Cuando me propuse afrontar este artículo, hace muchos meses ya, aún inmersos en los primeros meses de la pandemia que asola el mundo, fue una decisión tomada en base a un hecho fundamental; la disponibilidad de un buen número de muestras de rocas lunares. A esto se sumará la experiencia adquirida en su estudio durante los pasados años, y que me ha llevado a la redacción de algunos libros dedicados a este tema tan apasionante. Y es que la Luna tiene su encanto.
Quién de nosotros no se ha maravillado contemplando el admirable espectáculo de la salida de la Luna, el magistral tránsito de un eclipse o el hipnótico destello de la Luna llena en lo alto de la bóveda celeste.
La Luna ha sido la gran inspiradora de las más tórridas historias de amor, las más convulsas locuras, los más atroces crímenes. La Luna, nuestro satélite natural, que cada 28 días nos muestra su cara brillante totalmente repleta de cráteres que a unos sugieren rostros, a otros, figuras zoomorfas, a otros, simplemente, letras de un bello y violento poema de historia natural.
Lleva acompañando a nuestro planeta desde hace más de 4200 millones de años. Y ha sido testigo de toda su evolución, en la que ha influido de manera notable, y aún hoy día, a pesar de la distancia que los separa, sigue haciendo. Pero al contrario que en nuestro planeta, en la Luna parece haberse detenido el tiempo hace millones de años. Y es que su superficie solo se ve alterada por el esporádico bombardeo de alguna roca cósmica que la colisiona en un despiste de sus escaramuzas interplanetarias. En su tenue atmósfera no hay oxígeno. En su tierra, no hay agua líquida en la cantidad suficiente como para producir erosión, o algún fenómeno más allá de la hidratación de algunos materiales en los que es contenida de forma molecular.
No hay procesos geológicos internos que modifiquen su fisonomía exterior, ni tan siquiera sus materiales interiores. El tiempo se detuvo, su vulcanismo se detuvo, y el satélite quedó inerte, a merced de la gravedad terrestre, cada vez más alejada de nosotros, hasta que sencillamente establezca su rumbo y parta hacia paraderos desconocidos.

** ACTIVIDADES PROPUESTAS **
1. Indica si cada afirmación concuerda con el texto sobre la Luna, respondiendo sí o no y citando literalmente las palabras que lo deciden: (a) la Luna acompaña a la Tierra desde hace más de 4200 millones de años; (b) la tenue atmósfera lunar contiene oxígeno; (c) en la Luna existen procesos geológicos internos que modifican su fisonomía exterior.
2. Prosigue el texto sobre la Luna a partir de su última oración.

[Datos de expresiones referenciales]
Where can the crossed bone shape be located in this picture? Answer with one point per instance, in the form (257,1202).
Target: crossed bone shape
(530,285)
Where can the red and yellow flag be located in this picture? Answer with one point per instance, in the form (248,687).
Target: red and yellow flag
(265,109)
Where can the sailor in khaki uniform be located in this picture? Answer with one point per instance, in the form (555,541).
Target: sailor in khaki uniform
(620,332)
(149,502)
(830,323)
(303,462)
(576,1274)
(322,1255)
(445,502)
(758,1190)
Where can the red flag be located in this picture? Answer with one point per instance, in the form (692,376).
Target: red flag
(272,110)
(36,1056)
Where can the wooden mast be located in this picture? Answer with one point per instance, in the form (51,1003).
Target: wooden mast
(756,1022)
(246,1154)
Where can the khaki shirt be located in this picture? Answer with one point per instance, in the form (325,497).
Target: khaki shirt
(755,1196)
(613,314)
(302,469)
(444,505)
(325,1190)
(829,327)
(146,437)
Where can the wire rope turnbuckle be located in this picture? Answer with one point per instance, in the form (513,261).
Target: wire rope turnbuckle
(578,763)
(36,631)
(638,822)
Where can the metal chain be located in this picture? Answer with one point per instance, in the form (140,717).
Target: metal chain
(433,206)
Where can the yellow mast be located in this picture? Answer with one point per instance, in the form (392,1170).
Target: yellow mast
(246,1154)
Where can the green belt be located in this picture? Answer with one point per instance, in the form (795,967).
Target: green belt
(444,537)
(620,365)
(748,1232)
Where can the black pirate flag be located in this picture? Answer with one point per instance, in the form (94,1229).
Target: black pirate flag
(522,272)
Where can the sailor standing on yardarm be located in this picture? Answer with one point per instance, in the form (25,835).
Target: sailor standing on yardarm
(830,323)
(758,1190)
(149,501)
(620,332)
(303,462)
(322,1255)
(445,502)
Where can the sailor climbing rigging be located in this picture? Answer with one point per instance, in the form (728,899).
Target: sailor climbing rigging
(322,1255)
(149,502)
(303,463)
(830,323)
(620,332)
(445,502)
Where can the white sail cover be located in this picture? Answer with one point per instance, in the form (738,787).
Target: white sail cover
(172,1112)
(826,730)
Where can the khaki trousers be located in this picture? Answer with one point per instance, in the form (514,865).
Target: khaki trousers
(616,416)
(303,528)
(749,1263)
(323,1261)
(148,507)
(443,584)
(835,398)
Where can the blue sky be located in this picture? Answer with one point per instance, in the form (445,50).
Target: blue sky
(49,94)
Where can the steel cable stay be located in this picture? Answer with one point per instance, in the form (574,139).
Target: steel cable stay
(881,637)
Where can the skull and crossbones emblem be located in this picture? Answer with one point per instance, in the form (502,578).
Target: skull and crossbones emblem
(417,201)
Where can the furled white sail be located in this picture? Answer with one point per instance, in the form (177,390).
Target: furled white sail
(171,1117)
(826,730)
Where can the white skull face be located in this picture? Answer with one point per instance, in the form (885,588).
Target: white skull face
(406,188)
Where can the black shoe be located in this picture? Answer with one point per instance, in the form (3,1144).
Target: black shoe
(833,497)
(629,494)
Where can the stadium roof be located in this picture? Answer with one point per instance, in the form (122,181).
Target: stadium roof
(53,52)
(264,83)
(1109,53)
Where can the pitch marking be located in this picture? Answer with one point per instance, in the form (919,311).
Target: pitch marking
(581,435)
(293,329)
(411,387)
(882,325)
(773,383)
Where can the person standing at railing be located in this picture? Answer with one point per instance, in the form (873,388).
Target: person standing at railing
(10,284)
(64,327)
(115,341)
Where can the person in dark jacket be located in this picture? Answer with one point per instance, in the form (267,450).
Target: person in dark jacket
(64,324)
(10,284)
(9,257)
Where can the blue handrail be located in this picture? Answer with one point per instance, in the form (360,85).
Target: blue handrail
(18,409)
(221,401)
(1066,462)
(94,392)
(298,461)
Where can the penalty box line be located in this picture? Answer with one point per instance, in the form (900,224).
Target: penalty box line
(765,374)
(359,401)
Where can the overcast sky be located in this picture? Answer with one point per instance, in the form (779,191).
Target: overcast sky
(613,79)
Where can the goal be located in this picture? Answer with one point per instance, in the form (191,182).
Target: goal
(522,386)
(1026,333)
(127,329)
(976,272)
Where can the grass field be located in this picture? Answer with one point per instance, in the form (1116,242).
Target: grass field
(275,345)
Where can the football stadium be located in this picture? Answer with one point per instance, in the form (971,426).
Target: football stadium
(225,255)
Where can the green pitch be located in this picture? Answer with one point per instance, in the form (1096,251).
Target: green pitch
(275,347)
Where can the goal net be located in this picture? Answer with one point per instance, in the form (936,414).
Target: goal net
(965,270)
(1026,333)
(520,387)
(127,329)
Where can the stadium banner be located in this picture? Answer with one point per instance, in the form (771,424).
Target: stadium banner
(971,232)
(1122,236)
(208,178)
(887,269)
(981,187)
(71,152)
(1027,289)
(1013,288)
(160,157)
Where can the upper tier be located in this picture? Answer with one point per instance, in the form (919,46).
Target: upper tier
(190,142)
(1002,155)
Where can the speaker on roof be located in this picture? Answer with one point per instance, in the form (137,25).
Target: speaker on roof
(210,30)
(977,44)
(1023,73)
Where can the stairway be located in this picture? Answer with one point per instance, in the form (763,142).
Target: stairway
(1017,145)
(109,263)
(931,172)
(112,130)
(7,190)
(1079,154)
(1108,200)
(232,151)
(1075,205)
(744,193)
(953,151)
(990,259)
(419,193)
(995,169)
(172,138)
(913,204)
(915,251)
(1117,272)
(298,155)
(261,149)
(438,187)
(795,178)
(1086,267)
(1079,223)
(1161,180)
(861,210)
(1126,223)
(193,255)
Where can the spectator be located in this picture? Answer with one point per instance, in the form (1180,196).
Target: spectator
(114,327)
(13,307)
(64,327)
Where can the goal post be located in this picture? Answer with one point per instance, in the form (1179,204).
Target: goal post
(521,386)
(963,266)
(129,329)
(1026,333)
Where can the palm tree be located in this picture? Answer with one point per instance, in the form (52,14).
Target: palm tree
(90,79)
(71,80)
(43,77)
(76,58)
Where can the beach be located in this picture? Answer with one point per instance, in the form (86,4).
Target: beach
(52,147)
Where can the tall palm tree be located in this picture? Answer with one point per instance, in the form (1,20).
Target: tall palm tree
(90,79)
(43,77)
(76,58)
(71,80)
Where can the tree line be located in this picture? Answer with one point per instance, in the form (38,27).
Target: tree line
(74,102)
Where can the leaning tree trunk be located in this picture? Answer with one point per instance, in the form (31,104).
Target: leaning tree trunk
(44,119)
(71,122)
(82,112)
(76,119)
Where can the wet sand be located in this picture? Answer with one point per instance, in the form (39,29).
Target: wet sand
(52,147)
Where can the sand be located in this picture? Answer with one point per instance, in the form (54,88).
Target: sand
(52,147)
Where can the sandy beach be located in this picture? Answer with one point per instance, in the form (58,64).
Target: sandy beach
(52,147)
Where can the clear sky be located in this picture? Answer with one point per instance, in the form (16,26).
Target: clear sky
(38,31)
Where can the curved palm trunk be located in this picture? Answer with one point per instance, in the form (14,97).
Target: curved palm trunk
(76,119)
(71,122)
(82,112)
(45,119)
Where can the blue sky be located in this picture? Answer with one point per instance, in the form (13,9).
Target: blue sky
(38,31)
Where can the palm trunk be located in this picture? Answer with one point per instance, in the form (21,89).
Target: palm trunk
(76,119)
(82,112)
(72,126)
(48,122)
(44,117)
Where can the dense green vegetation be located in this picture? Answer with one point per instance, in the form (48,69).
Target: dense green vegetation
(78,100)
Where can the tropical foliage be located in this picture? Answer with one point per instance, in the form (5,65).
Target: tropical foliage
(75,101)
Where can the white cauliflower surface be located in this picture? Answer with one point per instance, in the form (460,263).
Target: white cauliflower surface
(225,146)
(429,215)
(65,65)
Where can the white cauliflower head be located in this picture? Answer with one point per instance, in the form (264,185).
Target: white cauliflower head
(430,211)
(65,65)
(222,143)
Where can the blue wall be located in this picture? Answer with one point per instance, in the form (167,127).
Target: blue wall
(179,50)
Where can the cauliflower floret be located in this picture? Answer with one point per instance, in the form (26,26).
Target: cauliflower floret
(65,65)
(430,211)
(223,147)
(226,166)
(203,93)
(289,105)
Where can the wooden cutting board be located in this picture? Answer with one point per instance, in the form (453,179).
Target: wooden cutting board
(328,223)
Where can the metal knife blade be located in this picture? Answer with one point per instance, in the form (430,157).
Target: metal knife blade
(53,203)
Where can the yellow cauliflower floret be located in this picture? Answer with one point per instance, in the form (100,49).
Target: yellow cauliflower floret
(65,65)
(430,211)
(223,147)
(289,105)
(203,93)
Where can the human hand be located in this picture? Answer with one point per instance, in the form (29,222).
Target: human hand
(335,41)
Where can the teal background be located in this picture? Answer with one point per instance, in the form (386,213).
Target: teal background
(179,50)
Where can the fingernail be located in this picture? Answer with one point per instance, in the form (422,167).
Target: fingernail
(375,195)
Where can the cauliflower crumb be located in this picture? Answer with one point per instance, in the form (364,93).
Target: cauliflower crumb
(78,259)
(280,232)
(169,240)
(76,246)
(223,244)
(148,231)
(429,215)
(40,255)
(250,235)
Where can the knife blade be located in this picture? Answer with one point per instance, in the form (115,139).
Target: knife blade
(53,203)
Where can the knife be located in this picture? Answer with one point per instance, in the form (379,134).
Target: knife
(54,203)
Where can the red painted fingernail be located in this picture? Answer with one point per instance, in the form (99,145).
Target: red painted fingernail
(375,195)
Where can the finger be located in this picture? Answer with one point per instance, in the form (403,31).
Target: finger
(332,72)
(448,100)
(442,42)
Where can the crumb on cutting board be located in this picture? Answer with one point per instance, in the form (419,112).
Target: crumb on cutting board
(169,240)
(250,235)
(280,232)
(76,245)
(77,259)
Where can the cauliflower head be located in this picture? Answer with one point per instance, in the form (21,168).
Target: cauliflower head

** SOLUCIONES **
1.
(a) Sí: «Lleva acompañando a nuestro planeta desde hace más de 4200 millones de años».
(b) No: «En su tenue atmósfera no hay oxígeno».
(c) No: «No hay procesos geológicos internos que modifiquen su fisonomía exterior».

2.
La Luna ha sido el primer y único cuerpo extra-terrestre visitado por el ser humano. La huella de los hombres permanecerá inalterada sobre su regolito por miles de años. Y de su superficie han llegado a nuestro planeta, recuperados en las misiones tripuladas, hasta poco más de 382 kilos de rocas, suelos y núcleos. Y las investigaciones se suceden.
Hoy el satélite está siendo orbitado por varias naves, orbitadores lunares, que mapean y analizan cada palmo del suelo lunar, constituyendo de esta manera una importante fuente de datos técnicos analíticos. Con ellos, los científicos reconstruyen el paisaje lunar, la composición de sus rocas, infiriendo su origen y su historia geológica. Junto a estos datos, las muestras rocosas lunares confirman y completan el mapa de la Luna. Cada mineral, cada textura, cada formación, cada alteración química. Todo es analizado, todo es registrado.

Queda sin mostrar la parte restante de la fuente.